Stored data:
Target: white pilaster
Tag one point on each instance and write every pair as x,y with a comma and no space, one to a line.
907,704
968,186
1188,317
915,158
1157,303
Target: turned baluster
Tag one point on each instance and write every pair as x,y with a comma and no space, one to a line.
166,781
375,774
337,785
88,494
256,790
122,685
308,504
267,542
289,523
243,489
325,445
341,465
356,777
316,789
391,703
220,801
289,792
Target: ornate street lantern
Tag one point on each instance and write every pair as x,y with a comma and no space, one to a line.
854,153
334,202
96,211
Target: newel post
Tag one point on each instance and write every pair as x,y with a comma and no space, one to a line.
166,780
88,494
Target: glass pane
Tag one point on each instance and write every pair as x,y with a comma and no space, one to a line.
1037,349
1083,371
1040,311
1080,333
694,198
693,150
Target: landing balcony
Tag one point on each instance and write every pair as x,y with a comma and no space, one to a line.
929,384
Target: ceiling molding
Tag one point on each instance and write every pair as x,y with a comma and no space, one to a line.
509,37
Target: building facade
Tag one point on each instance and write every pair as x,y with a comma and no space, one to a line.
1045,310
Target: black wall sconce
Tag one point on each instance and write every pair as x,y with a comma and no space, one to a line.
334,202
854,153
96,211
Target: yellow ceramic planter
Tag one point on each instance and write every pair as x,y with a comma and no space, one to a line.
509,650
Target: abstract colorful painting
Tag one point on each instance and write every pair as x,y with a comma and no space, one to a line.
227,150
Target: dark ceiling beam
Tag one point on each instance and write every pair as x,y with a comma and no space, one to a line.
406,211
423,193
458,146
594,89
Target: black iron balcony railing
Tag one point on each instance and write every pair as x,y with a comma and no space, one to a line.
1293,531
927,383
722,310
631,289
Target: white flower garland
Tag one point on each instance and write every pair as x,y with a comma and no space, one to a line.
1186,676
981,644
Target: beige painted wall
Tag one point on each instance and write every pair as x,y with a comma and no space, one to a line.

* Task instructions
Would you please copy every line in the data that contains the word "black"?

* Answer for the task
Target: black wall sconce
Target: black iron balcony railing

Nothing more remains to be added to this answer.